##### Records supplied

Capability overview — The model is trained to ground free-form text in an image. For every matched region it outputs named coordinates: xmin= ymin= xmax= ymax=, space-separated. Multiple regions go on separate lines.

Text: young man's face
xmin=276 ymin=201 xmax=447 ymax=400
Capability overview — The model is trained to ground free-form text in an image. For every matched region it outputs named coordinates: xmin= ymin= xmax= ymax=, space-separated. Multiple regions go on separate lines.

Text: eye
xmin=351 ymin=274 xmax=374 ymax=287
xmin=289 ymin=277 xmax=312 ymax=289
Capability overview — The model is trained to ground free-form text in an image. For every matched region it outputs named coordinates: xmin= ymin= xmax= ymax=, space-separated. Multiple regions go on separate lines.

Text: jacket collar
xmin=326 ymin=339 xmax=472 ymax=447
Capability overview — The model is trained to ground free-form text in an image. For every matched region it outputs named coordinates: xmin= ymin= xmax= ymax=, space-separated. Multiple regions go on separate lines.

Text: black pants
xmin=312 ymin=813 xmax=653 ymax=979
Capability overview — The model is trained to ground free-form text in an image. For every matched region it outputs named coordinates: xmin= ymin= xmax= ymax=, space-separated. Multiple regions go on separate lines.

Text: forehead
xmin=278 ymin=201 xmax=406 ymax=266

##########

> _Aim of the exercise_:
Each entry above is to be transcribed exactly as it was written.

> _Solution to this exercise_:
Capability overview — The model is trained to ground free-form text in an image. For every matched region it outputs named coordinates: xmin= ymin= xmax= ymax=, space-separated. Multiple regions go on separate lines.

Text: young man's face
xmin=276 ymin=201 xmax=447 ymax=400
Capability overview — The model is trained to ground free-form text in an image. For every matched region it outputs named coordinates: xmin= ymin= xmax= ymax=, space-separated. Multiple regions go on separate lines.

Text: eye
xmin=351 ymin=274 xmax=374 ymax=287
xmin=289 ymin=277 xmax=312 ymax=289
Capability overview — The model is trained to ground free-form text in an image. For every matched region it outputs named coordinates: xmin= ymin= xmax= ymax=, space-separated. Multiple regions go on separate lines.

Text: jacket collar
xmin=326 ymin=339 xmax=472 ymax=447
Capability overview — The model is trained to ground free-form text in an image. For every matched region it outputs named coordinates: xmin= ymin= xmax= ymax=, space-separated. Multiple regions go on separate lines.

Text: black pants
xmin=312 ymin=813 xmax=653 ymax=979
Capability overview — The model is trained to ground free-form text in an image. For every matched region it outputs named coordinates: xmin= ymin= xmax= ymax=, space-separated. Multiple regions go on separate lines.

Text: forehead
xmin=278 ymin=201 xmax=406 ymax=266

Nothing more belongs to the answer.